Date: Sat, 15 Nov 1997 13:01:53 -0500
From: Gregory {Greg} Downing downingg[AT SYMBOL GOES HERE]IS2.NYU.EDU
Subject: Re: VETERANS DAY SPECIAL: World War
At 11:39 AM 11/15/97 -0500, you wrote:
On Sat, 15 Nov 1997, Gregory {Greg} Downing wrote:
In 1919 they were innocent enough not to realize they would need to number
them (that's not an original comment from me; I read or heard it somewhere).
Actually, the term _First World War_ appears at least as early as 1920.
In that year, Charles a Court Repington published a book entitled _The
First World War, 1914-1918_.
Well, I should know by this point never to rely on what a historian says
about language-usage -- they're historians "rerum," not historians
"verborum" aka etymologists....

## Records held in a dataset
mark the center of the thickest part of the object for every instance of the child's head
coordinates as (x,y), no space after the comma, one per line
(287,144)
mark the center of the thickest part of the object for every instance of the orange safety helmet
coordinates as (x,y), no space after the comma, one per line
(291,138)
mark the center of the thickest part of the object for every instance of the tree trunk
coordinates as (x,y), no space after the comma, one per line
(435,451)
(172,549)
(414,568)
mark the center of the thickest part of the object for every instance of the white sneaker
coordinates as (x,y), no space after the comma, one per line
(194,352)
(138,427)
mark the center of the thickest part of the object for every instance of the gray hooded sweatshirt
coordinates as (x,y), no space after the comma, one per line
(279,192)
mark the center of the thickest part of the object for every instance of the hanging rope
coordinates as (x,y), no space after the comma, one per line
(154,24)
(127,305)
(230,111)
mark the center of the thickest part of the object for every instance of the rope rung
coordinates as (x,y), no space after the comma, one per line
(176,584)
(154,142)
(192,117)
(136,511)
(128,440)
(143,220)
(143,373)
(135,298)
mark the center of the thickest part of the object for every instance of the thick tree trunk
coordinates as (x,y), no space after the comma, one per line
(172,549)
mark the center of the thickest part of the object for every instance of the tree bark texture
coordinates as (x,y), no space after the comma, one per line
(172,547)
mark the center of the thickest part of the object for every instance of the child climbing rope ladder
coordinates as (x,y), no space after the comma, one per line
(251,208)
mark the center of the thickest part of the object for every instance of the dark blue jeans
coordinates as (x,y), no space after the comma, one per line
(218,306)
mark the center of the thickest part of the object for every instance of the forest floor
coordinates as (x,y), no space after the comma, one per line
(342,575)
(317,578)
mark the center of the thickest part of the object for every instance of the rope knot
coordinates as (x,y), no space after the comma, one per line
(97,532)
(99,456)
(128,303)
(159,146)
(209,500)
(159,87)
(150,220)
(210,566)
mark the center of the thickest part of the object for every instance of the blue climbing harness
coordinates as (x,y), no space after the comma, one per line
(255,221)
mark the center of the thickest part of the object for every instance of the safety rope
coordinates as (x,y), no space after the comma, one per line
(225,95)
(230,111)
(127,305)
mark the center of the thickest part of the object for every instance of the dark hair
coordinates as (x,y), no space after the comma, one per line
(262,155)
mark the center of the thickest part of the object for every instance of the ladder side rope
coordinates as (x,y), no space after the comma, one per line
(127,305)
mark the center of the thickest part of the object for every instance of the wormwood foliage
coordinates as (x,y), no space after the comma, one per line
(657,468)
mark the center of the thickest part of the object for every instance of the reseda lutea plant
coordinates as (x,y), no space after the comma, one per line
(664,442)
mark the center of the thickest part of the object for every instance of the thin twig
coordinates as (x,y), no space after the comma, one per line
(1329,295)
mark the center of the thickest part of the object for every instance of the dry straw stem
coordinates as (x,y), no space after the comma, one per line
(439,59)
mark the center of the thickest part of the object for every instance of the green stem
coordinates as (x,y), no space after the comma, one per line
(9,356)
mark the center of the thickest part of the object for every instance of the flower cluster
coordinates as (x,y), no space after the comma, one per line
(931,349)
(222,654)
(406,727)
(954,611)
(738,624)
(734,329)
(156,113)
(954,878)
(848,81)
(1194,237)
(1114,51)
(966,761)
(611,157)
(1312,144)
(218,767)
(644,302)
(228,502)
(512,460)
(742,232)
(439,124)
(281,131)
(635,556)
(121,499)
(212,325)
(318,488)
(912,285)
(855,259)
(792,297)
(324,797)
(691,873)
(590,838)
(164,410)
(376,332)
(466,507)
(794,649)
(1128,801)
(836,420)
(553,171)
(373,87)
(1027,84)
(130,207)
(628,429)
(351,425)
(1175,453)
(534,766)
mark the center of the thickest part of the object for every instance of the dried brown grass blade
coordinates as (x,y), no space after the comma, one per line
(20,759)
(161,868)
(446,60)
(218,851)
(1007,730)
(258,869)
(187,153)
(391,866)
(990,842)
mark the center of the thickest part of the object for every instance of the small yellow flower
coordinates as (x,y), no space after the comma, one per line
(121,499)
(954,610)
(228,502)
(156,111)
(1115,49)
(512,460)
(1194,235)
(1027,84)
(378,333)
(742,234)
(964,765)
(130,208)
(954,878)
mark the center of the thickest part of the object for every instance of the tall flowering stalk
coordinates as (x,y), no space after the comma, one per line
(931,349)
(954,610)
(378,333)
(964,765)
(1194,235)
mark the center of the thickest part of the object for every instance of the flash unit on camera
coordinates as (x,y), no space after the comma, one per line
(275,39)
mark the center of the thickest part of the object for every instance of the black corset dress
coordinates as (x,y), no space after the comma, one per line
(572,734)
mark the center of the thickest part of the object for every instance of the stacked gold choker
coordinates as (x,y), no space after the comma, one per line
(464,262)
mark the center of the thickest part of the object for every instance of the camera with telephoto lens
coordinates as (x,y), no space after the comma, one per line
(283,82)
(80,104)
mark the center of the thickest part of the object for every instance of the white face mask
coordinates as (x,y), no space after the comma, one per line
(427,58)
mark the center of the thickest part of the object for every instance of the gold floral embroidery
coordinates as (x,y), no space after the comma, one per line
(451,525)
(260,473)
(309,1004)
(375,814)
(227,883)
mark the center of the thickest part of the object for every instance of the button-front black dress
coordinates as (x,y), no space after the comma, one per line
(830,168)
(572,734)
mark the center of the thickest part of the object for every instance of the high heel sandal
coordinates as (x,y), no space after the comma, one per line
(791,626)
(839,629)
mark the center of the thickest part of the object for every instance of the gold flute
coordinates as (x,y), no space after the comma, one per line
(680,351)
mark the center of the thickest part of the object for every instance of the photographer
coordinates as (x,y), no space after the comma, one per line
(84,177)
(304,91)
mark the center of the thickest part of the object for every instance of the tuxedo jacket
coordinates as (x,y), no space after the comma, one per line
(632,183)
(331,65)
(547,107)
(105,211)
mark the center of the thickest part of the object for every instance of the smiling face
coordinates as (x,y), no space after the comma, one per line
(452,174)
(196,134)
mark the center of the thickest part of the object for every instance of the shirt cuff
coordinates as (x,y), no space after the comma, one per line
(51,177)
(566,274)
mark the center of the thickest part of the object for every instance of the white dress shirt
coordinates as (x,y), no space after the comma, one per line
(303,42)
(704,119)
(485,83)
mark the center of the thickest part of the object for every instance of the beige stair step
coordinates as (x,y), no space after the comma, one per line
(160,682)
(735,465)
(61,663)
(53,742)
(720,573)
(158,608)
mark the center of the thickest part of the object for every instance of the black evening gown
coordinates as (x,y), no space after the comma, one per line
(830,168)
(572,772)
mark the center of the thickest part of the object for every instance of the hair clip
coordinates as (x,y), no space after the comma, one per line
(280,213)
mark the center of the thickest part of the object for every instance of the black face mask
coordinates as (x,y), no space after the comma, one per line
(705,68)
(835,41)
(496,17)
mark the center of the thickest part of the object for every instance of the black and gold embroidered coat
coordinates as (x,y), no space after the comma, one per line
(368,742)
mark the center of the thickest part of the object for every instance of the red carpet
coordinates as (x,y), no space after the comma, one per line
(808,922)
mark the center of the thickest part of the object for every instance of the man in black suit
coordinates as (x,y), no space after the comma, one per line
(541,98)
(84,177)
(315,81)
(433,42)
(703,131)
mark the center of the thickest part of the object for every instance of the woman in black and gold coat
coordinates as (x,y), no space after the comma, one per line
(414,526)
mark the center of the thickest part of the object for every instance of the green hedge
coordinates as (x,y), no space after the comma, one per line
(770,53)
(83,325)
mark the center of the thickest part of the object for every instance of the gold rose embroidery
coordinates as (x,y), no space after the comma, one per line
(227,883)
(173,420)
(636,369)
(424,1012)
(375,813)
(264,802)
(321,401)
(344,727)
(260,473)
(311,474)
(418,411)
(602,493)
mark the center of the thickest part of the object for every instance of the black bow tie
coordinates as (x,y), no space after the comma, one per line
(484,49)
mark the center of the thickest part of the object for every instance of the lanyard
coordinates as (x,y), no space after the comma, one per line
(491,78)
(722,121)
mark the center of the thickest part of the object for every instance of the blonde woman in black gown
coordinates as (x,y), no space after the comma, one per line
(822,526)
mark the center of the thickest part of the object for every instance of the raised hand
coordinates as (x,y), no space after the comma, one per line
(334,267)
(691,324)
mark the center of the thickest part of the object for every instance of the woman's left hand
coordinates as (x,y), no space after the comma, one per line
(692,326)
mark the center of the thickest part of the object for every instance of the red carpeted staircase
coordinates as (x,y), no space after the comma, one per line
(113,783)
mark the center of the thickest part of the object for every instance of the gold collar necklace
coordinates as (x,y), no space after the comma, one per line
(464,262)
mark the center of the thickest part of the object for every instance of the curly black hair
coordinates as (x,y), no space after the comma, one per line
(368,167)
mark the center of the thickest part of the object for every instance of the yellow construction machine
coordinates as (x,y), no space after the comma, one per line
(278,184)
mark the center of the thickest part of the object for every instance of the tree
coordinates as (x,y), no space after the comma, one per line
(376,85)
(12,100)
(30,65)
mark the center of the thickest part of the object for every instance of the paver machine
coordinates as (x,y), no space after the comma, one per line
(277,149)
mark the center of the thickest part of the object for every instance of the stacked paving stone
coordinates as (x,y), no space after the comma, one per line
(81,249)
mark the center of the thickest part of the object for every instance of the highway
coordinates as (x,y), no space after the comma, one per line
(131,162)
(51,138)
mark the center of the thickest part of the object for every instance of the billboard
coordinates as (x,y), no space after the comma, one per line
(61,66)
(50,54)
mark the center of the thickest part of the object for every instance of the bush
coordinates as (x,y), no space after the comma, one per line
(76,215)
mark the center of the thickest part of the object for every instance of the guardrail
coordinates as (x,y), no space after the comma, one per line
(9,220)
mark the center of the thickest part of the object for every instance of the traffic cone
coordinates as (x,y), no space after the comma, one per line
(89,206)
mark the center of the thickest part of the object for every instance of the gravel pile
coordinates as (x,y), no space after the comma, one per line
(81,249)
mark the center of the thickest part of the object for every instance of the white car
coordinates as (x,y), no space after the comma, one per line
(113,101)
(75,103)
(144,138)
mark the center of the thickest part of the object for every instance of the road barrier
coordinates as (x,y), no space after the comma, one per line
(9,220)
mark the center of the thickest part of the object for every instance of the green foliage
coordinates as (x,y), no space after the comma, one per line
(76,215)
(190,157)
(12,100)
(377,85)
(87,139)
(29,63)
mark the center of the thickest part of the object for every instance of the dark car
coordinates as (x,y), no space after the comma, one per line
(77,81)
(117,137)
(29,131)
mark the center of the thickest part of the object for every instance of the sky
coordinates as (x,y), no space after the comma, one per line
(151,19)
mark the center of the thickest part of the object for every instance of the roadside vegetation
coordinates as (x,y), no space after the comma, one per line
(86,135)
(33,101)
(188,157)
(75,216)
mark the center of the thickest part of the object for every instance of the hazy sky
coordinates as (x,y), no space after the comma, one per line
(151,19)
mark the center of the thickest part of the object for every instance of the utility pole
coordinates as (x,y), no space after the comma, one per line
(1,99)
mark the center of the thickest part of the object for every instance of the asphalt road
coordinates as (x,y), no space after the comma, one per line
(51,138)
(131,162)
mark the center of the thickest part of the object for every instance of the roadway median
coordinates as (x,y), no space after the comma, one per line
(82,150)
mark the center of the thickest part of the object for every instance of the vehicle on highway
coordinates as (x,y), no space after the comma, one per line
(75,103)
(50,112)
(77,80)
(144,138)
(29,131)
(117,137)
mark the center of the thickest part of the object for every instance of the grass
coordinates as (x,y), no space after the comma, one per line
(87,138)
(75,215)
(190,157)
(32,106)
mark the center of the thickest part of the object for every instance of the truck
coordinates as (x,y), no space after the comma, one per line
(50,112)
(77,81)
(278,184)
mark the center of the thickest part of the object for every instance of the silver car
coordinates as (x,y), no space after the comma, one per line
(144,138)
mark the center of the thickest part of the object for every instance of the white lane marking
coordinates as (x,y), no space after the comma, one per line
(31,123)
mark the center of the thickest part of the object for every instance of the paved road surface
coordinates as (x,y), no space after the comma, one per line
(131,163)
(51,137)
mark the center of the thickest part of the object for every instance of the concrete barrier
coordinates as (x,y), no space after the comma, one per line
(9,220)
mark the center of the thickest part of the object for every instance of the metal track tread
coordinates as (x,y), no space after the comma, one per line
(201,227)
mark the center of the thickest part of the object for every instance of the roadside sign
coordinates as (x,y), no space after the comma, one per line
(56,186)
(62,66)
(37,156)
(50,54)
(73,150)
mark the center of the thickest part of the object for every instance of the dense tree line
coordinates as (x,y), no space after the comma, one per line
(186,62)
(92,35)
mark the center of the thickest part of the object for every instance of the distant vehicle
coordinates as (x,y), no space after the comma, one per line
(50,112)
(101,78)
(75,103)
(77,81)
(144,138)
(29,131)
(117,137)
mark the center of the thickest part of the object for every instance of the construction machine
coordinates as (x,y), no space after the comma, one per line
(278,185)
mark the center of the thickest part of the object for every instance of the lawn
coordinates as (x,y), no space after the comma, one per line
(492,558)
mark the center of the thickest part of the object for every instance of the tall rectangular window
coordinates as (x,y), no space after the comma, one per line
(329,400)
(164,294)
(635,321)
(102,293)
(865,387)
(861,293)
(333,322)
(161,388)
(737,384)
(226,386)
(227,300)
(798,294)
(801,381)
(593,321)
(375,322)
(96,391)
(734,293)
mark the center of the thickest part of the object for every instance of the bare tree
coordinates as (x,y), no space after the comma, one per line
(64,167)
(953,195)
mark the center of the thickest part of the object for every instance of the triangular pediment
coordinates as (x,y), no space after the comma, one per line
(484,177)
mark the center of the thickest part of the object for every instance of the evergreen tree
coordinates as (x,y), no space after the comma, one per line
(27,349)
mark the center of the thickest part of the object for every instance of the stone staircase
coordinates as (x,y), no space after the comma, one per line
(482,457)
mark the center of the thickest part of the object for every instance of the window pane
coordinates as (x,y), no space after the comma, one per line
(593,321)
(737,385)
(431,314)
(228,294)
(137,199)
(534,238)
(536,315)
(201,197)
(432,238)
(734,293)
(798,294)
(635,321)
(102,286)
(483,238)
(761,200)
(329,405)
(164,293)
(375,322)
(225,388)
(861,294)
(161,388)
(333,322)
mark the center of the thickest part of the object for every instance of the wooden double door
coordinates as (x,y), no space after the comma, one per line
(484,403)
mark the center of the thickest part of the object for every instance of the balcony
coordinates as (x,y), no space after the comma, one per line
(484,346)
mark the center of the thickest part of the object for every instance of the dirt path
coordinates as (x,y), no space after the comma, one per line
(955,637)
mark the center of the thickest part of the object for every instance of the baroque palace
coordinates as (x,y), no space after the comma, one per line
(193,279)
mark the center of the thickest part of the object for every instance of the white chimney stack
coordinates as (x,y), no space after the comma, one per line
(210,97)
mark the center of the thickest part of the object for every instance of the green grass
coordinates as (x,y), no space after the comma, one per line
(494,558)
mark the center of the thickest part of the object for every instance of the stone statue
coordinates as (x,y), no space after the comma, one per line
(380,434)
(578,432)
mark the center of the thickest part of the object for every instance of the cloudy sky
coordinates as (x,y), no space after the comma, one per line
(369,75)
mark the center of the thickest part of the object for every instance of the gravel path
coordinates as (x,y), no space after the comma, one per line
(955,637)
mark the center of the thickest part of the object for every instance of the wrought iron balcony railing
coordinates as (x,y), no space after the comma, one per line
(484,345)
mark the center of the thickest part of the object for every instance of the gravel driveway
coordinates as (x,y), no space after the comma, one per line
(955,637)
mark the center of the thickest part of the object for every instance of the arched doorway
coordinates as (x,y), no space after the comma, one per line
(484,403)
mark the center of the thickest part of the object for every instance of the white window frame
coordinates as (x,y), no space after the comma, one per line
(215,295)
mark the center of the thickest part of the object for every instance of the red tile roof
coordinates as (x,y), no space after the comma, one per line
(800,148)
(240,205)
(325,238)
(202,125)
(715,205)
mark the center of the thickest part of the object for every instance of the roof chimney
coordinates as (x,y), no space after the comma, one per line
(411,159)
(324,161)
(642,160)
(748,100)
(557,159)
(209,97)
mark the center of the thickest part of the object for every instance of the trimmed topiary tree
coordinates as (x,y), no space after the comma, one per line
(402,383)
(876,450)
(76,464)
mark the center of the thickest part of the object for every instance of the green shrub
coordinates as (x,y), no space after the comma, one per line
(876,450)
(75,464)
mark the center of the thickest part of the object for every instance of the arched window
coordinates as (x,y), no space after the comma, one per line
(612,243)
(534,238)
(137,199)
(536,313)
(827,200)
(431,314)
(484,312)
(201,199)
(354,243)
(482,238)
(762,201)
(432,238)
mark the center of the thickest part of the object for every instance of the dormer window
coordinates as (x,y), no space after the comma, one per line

## SET EXERCISE
Name every header field that opens the email about the term "First World War."

## SOLVED PROBLEM
Date, From, Subject